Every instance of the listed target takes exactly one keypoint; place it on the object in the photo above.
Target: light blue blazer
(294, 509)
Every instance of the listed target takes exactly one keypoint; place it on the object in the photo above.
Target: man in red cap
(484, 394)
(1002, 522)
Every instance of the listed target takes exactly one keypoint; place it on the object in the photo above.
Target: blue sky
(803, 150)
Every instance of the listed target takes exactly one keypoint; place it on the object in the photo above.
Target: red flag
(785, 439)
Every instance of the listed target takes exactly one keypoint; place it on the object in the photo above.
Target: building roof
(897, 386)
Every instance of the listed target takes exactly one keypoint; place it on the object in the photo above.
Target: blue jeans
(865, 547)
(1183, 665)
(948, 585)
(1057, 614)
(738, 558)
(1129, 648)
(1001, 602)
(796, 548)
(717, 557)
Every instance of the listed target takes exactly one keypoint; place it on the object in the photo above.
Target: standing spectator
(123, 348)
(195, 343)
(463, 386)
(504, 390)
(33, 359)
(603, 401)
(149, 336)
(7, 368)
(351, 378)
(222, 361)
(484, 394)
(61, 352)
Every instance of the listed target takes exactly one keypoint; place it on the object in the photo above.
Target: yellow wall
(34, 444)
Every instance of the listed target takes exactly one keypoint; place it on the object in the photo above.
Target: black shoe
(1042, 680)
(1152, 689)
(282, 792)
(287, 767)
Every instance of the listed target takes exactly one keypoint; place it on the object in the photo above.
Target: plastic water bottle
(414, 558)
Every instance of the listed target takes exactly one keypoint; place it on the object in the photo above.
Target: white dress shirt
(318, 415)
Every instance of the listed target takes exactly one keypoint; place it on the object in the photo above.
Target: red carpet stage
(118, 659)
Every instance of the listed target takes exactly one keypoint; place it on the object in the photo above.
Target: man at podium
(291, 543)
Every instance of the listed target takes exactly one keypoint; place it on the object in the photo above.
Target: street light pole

# # # #

- What you should do
Using the material above, reproduce exactly the line that contains "Target: yellow wall" and all lines after it through the last one, and only those.

- Solution to this exercise
Target: yellow wall
(34, 444)
Every instance of the listed target takes exactly one keypoint; place it on the object in the photo above.
Target: black shoe
(1042, 680)
(1152, 689)
(282, 792)
(287, 767)
Every instance of the listed target takes exactly one keypoint; place it on the object in the photo above.
Target: plastic water bottle
(414, 558)
Every instance of the listed target takes exactly one keypoint; place it on the object in the photo above.
Target: white dress shirt
(318, 415)
Every instance of the listed target takes exactly one keypoint; place it on the object in the photo above.
Target: red carpet stage
(118, 659)
Every instance of the listed target takes exactly one keypoint; place it on the object in the photo above.
Target: man at podium
(291, 543)
Every instance of the listed target takes exactly one keypoint; place it on the object in the photo above.
Target: street light pole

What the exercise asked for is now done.